- _WHAT TO DO_
A letter-for-letter copy of the listing is required, with no pictures in it.

========================================

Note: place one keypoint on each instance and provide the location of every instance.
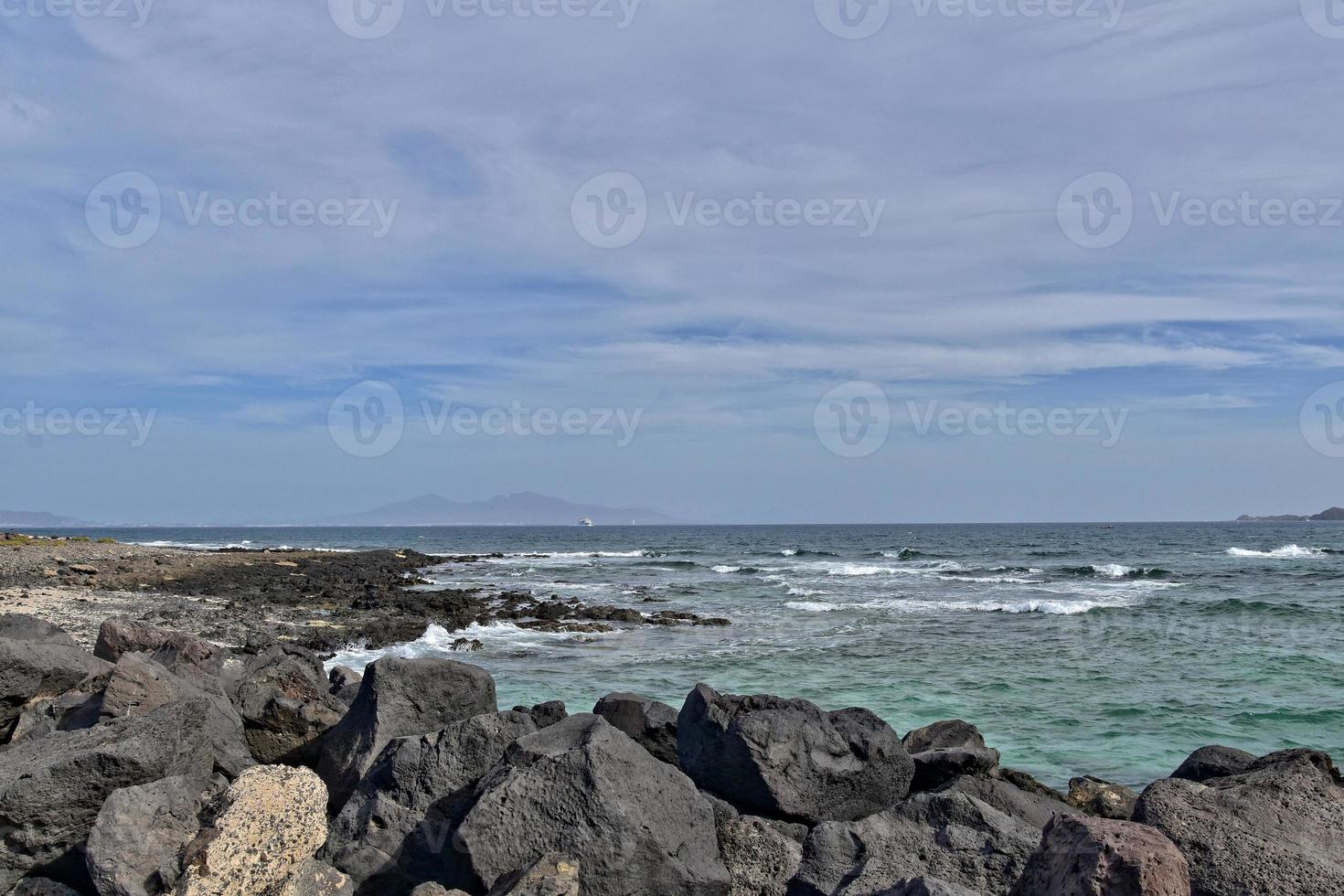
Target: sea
(1112, 650)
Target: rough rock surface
(1214, 762)
(1275, 829)
(944, 735)
(42, 887)
(34, 670)
(928, 887)
(51, 789)
(760, 859)
(1012, 801)
(1103, 798)
(286, 706)
(583, 789)
(137, 841)
(652, 724)
(17, 626)
(788, 758)
(345, 684)
(934, 767)
(397, 699)
(1101, 858)
(394, 829)
(317, 879)
(139, 686)
(551, 875)
(948, 836)
(272, 812)
(71, 710)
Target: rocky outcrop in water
(448, 797)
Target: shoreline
(165, 752)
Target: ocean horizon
(1109, 649)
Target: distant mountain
(526, 508)
(39, 520)
(1324, 516)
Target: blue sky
(481, 137)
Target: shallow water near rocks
(1074, 647)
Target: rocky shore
(319, 600)
(139, 758)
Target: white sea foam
(812, 606)
(1286, 552)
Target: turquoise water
(1077, 649)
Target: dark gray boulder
(286, 706)
(137, 841)
(345, 684)
(51, 789)
(1023, 805)
(1270, 830)
(761, 860)
(635, 825)
(1214, 762)
(928, 887)
(953, 733)
(934, 767)
(19, 626)
(140, 686)
(34, 670)
(952, 837)
(1103, 798)
(549, 713)
(71, 710)
(397, 699)
(42, 887)
(394, 830)
(1083, 856)
(788, 758)
(649, 723)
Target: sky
(750, 262)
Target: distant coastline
(1332, 515)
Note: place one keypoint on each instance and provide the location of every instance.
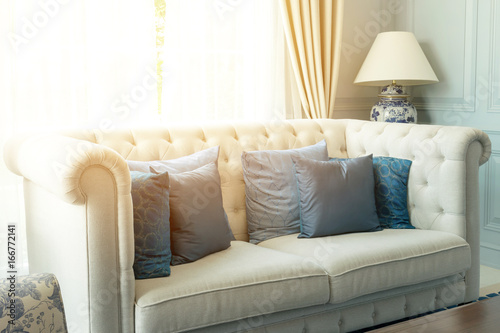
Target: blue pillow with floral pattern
(391, 181)
(150, 197)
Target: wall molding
(491, 176)
(466, 102)
(493, 83)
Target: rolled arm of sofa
(82, 190)
(57, 162)
(443, 187)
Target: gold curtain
(160, 41)
(313, 30)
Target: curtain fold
(313, 30)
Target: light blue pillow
(391, 182)
(272, 201)
(336, 197)
(181, 164)
(198, 222)
(150, 197)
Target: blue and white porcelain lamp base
(393, 106)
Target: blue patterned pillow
(150, 197)
(391, 181)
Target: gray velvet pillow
(198, 223)
(181, 164)
(272, 201)
(336, 197)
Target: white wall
(461, 39)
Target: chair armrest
(33, 303)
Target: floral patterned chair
(31, 303)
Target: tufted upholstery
(78, 182)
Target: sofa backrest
(164, 143)
(437, 152)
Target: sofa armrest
(57, 162)
(79, 225)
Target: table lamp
(395, 60)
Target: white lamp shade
(395, 55)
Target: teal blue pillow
(150, 197)
(391, 182)
(336, 197)
(391, 192)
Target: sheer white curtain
(226, 60)
(70, 63)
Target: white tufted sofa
(80, 227)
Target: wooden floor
(477, 317)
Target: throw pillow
(272, 201)
(336, 197)
(198, 223)
(391, 181)
(181, 164)
(150, 194)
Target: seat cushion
(363, 263)
(242, 281)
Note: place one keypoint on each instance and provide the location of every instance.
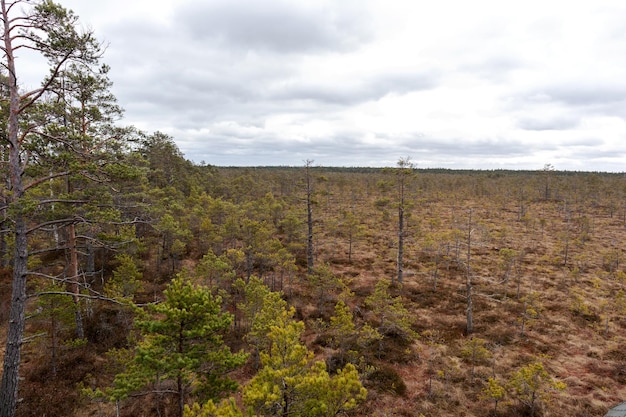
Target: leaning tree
(55, 144)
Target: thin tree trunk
(468, 283)
(309, 211)
(17, 319)
(73, 281)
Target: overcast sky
(450, 83)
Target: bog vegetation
(155, 286)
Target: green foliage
(532, 385)
(346, 336)
(393, 317)
(291, 383)
(126, 280)
(182, 341)
(226, 408)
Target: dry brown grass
(573, 345)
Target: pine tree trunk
(17, 319)
(74, 288)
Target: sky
(450, 83)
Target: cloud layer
(455, 84)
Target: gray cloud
(453, 84)
(541, 123)
(278, 26)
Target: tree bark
(309, 211)
(73, 280)
(468, 282)
(17, 319)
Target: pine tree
(292, 383)
(182, 342)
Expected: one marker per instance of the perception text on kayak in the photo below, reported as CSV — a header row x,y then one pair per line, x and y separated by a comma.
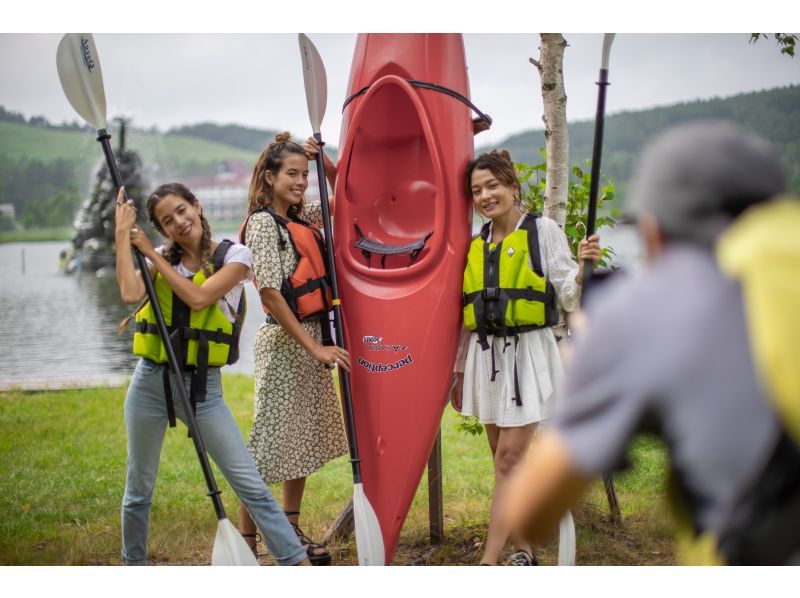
x,y
374,343
385,367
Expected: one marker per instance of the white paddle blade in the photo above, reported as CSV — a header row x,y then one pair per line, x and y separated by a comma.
x,y
369,539
608,39
315,81
230,548
81,78
566,541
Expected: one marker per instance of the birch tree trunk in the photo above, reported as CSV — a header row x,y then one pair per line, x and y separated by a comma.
x,y
550,67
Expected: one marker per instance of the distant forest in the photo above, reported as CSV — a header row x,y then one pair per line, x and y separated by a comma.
x,y
47,192
774,114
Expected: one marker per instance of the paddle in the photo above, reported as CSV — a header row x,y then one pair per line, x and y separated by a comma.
x,y
369,540
597,150
82,80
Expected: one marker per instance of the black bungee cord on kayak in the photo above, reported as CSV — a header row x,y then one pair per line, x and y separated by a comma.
x,y
427,85
369,246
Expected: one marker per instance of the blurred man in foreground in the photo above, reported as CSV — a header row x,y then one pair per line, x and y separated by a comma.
x,y
700,349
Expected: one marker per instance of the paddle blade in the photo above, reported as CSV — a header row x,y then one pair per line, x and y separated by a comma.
x,y
230,548
566,541
315,81
369,540
81,78
608,39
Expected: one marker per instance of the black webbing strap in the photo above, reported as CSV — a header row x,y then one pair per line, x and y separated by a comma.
x,y
432,86
528,293
370,246
181,316
168,397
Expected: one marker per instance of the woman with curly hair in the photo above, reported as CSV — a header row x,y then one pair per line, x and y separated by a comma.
x,y
297,424
197,282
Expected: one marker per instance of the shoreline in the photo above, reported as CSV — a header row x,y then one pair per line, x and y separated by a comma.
x,y
46,384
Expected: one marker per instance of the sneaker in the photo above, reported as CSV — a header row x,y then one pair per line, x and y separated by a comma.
x,y
520,558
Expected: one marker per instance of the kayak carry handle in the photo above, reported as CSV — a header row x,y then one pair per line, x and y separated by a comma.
x,y
433,86
370,246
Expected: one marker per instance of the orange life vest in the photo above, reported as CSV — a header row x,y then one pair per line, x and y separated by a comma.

========================================

- _YOUR RESPONSE_
Note: place one keypoint on each instance and provide the location of every instance.
Target: sea
(1112, 650)
Target: rough rock surface
(1214, 762)
(1275, 829)
(944, 735)
(42, 887)
(34, 670)
(928, 887)
(51, 789)
(760, 859)
(1012, 801)
(1103, 798)
(286, 706)
(583, 789)
(137, 841)
(652, 724)
(17, 626)
(788, 758)
(345, 684)
(934, 767)
(397, 699)
(1101, 858)
(394, 829)
(317, 879)
(139, 686)
(551, 875)
(948, 836)
(272, 812)
(71, 710)
Target: rocky outcrop in water
(448, 797)
Target: shoreline
(165, 752)
Target: ocean horizon
(1109, 649)
Target: distant mountain
(526, 508)
(39, 520)
(1324, 516)
Target: blue sky
(481, 137)
Target: shallow water near rocks
(1074, 647)
Target: rocky shore
(319, 600)
(139, 758)
Target: white sea foam
(812, 606)
(1286, 552)
Target: turquoise water
(1077, 649)
Target: dark gray boulder
(286, 706)
(137, 841)
(345, 684)
(51, 789)
(1023, 805)
(1270, 830)
(761, 860)
(635, 825)
(1214, 762)
(928, 887)
(953, 733)
(934, 767)
(19, 626)
(140, 686)
(34, 670)
(952, 837)
(1103, 798)
(549, 713)
(71, 710)
(397, 699)
(42, 887)
(394, 830)
(1083, 856)
(788, 758)
(649, 723)
Target: sky
(750, 262)
Target: distant coastline
(1332, 515)
Note: place one keypoint on each instance and provide the location of every instance.
Target: blue pillow with floral pattern
(391, 181)
(150, 197)
Target: wall molding
(491, 176)
(466, 102)
(493, 83)
Target: rolled arm of sofa
(82, 190)
(57, 162)
(443, 187)
Target: gold curtain
(160, 41)
(313, 30)
Target: curtain fold
(313, 30)
Target: light blue pillow
(391, 182)
(272, 201)
(336, 197)
(181, 164)
(198, 222)
(150, 197)
Target: blue and white porcelain lamp base
(393, 106)
Target: blue patterned pillow
(150, 197)
(391, 181)
Target: gray velvet pillow
(198, 223)
(181, 164)
(272, 201)
(336, 197)
Target: white wall
(461, 39)
Target: chair armrest
(33, 303)
Target: floral patterned chair
(31, 303)
Target: tufted upholstery
(78, 182)
Target: sofa backrest
(164, 143)
(437, 152)
Target: sofa armrest
(57, 162)
(79, 225)
Target: table lamp
(395, 60)
Target: white lamp shade
(395, 55)
Target: teal blue pillow
(150, 197)
(391, 182)
(336, 197)
(391, 192)
Target: sheer white curtain
(226, 60)
(70, 63)
Target: white tufted sofa
(80, 227)
Target: wooden floor
(477, 317)
Target: throw pillow
(272, 201)
(336, 197)
(198, 223)
(391, 181)
(181, 164)
(150, 194)
Target: seat cushion
(363, 263)
(242, 281)
Note: place one keypoint on each instance and provide the location of every instance.
Target: leaning tree
(55, 144)
Target: thin tree trunk
(468, 283)
(309, 211)
(17, 319)
(73, 281)
Target: overcast sky
(450, 83)
Target: bog vegetation
(155, 286)
Target: green foliage
(532, 385)
(346, 336)
(393, 317)
(291, 383)
(126, 280)
(182, 341)
(226, 408)
Target: dry brown grass
(573, 345)
Target: pine tree trunk
(17, 319)
(74, 288)
Target: sky
(450, 83)
Target: cloud layer
(455, 84)
Target: gray cloud
(453, 84)
(541, 123)
(278, 26)
Target: tree bark
(309, 211)
(73, 280)
(468, 282)
(17, 319)
Target: pine tree
(292, 383)
(182, 342)
Expected: one marker per instance of the perception text on kayak in the photo below, reported as CSV — a header row x,y then one pair per line, x and y separated by a comma.
x,y
374,343
385,367
Expected: one marker per instance of the white paddle blade in the photo above, reported as CSV — a header row x,y then one pair per line, x and y separated by a comma.
x,y
369,539
608,39
315,81
230,548
81,78
566,541
Expected: one marker per instance of the birch tree trunk in the photo above, reported as CSV — a header row x,y then one pair per line, x and y separated by a comma.
x,y
550,67
Expected: one marker per instance of the distant forest in the photo above, reported as CSV — a header row x,y then one pair per line, x and y separated by a comma.
x,y
47,192
774,114
Expected: one marker per instance of the paddle in the photo above, reported as CSV — a header row x,y then one pair per line, x and y separated by a comma.
x,y
369,540
597,150
82,80
Expected: one marker per instance of the black bungee cord on kayak in the photo above, reported as CSV — a header row x,y then one pair per line, x and y separated by a comma.
x,y
427,85
369,246
Expected: one marker per instance of the blurred man in foreground in the photo above, reported as CSV — a header row x,y then one pair per line, x and y separated by a comma.
x,y
700,349
Expected: one marker per instance of the paddle blade in the photo above, reported as CSV — a header row x,y then one pair per line, x and y separated by a comma.
x,y
230,548
566,541
315,81
369,540
81,78
608,39
Expected: one marker per instance of the black webbing strap in the photo above, reported as CSV — a header row x,y then one pair per line, x and y separated by a comma.
x,y
432,86
528,293
370,246
181,316
168,397
Expected: one marker per instance of the woman with curly hair in the photo above, reported as CSV — a header row x,y then one pair per line, x and y separated by a comma.
x,y
297,424
197,282
Expected: one marker per instance of the shoreline in the photo above, reported as CSV — a header row x,y then one pair per line, x and y separated by a comma.
x,y
46,384
Expected: one marker per instance of the sneaker in the photo above, reported as CSV — a header row x,y then one pair per line, x and y separated by a comma.
x,y
520,558
Expected: one marker per instance of the kayak carry handle in the photo above, reported as CSV — a header row x,y then one pair per line, x and y separated by a comma.
x,y
433,86
370,246
Expected: one marker per instance of the orange life vest in the photo above, reported as CSV — a header row x,y then one pair per line, x and y separated by a comma.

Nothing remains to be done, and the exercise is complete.